The task: Could you rewrite the listing between the lines holding "the concrete pillar" and "point(104, 140)", inclusive, changing "photograph" to "image" and keeping everything else the same, with the pictures left out?

Excerpted records:
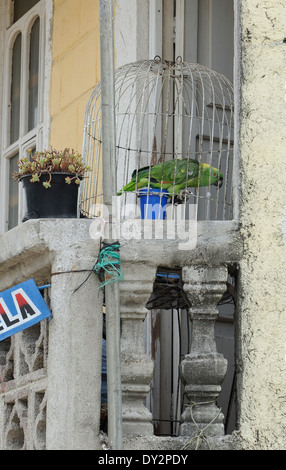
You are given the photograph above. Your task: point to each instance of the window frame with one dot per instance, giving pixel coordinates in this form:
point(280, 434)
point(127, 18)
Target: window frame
point(38, 137)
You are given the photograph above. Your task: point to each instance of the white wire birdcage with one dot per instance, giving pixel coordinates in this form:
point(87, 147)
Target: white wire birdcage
point(166, 111)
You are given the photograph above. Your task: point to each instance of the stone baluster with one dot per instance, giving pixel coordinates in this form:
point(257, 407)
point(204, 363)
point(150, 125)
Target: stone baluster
point(136, 365)
point(203, 369)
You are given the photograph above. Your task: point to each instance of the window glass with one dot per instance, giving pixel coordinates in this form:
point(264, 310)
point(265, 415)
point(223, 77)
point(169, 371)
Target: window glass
point(15, 90)
point(34, 75)
point(13, 193)
point(21, 7)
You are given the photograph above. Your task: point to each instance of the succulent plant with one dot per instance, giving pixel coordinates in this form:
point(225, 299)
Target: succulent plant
point(52, 161)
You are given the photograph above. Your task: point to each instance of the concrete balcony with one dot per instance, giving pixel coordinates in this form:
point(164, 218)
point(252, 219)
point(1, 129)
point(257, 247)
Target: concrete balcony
point(62, 253)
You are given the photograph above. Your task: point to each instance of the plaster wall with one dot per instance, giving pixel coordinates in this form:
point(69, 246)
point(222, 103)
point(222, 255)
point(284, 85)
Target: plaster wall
point(262, 317)
point(75, 68)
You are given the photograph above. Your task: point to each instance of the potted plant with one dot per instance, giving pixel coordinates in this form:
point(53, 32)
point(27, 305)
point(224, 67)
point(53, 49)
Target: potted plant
point(51, 180)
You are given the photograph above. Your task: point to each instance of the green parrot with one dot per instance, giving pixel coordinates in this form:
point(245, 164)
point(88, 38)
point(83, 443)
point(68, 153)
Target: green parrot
point(188, 173)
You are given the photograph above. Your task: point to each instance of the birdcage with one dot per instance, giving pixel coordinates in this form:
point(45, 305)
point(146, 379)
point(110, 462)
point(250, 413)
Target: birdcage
point(174, 140)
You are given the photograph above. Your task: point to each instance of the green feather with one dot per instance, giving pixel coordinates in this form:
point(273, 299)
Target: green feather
point(174, 175)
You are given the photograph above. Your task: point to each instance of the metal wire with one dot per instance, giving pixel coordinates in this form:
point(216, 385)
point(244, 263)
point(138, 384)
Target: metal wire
point(164, 110)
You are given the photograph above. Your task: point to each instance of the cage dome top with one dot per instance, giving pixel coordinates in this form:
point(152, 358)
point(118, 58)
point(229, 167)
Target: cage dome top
point(174, 120)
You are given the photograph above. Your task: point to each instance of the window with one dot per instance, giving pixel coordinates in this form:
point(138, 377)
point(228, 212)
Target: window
point(23, 114)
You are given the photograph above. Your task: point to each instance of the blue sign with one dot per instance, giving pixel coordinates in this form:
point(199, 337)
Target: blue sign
point(21, 307)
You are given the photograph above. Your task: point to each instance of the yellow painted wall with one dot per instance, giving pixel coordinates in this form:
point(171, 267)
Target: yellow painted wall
point(75, 68)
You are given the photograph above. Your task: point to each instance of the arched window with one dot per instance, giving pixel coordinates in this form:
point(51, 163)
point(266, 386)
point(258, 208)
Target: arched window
point(23, 97)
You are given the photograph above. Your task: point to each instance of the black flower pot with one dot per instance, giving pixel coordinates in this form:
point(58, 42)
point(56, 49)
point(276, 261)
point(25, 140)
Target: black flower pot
point(58, 201)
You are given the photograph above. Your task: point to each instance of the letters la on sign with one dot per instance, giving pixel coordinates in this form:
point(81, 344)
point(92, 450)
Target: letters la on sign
point(21, 306)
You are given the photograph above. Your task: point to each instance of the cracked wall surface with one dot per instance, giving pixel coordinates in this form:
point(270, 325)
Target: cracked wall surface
point(262, 364)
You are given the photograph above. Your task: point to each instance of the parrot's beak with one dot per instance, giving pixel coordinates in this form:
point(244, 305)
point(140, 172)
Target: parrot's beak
point(219, 182)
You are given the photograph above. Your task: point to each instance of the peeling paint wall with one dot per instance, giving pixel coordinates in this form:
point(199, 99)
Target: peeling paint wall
point(262, 317)
point(75, 68)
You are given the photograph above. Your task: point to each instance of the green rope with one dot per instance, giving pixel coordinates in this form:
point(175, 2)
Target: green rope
point(108, 265)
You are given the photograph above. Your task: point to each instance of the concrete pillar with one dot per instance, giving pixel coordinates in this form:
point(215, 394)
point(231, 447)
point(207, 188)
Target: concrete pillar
point(203, 369)
point(74, 360)
point(136, 365)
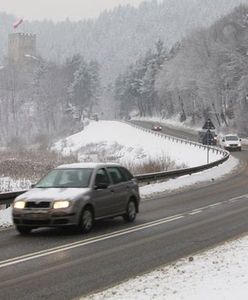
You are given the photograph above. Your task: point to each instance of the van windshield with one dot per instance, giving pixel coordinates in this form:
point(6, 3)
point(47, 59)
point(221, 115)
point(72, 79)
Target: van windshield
point(66, 178)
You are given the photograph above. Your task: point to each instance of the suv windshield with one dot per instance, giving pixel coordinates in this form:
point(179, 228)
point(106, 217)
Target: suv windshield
point(66, 178)
point(232, 138)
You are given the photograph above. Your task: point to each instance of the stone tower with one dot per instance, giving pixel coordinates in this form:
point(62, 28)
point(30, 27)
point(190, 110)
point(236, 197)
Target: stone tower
point(21, 47)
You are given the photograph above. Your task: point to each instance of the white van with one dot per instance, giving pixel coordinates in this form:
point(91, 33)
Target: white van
point(230, 142)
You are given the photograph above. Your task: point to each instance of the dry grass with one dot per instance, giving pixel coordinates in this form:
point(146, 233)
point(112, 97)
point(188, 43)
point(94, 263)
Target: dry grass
point(154, 165)
point(31, 164)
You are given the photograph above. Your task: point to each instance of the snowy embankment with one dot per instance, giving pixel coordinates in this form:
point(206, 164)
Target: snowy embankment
point(129, 144)
point(220, 273)
point(216, 274)
point(104, 140)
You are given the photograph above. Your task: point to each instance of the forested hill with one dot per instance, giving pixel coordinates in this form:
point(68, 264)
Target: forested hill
point(206, 76)
point(118, 37)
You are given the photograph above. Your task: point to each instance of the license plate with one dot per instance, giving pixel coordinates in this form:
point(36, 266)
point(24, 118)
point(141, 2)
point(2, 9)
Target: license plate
point(36, 216)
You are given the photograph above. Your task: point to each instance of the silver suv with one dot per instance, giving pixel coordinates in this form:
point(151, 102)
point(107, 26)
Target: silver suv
point(77, 194)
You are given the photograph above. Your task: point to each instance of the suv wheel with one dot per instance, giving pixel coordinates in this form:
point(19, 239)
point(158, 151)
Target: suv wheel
point(23, 230)
point(130, 214)
point(86, 220)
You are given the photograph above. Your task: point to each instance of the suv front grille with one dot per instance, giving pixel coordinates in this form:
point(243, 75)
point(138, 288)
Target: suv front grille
point(33, 204)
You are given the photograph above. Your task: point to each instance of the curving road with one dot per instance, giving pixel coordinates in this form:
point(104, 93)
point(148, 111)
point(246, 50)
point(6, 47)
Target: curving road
point(51, 264)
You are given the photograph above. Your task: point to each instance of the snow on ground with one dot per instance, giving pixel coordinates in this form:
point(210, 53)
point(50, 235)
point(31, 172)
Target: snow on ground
point(216, 274)
point(220, 273)
point(5, 217)
point(130, 144)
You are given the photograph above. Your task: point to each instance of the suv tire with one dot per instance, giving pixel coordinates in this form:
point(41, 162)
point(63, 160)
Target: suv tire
point(23, 230)
point(131, 212)
point(86, 220)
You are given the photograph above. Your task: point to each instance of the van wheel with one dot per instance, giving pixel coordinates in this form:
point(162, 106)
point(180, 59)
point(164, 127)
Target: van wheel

Answer for this exercise:
You are given the image above. Your task: point to each instance of the concrete pillar with one dot per instance, giving pixel coordinates in this form:
point(215, 394)
point(231, 447)
point(207, 188)
Target: concrete pillar
point(203, 369)
point(74, 360)
point(136, 365)
You are given the image above. Your task: point to each instance of the van windshield with one dot per instance, giving pixel coordinates in this form:
point(6, 3)
point(47, 59)
point(221, 115)
point(72, 79)
Target: van windshield
point(66, 178)
You are given the image above. Your task: point to each instance of the suv windshield with one dot per instance, giving pixel coordinates in this form:
point(179, 228)
point(106, 217)
Target: suv windshield
point(66, 178)
point(232, 138)
You are given the image above. Your task: point to each instance of the stone tower with one dot per instance, giving pixel coordinates in this form:
point(62, 28)
point(30, 27)
point(190, 110)
point(236, 197)
Target: stone tower
point(21, 47)
You are given the image above. Your task: point to each instance of the white van with one dot per instance, giving pixel coordinates in this form:
point(91, 33)
Target: white van
point(230, 142)
You are given the image above. Your task: point to each instance of the dry grass with one dot per instance, giving pixel coordinates in this form:
point(146, 233)
point(112, 97)
point(188, 43)
point(94, 263)
Target: dry grass
point(154, 165)
point(31, 164)
You are given the image above. Your task: point to each instance of the snowy embankment with one dot per instance, giving pixel coordinates in this form:
point(206, 164)
Target: snowy embankment
point(129, 144)
point(220, 273)
point(216, 274)
point(104, 140)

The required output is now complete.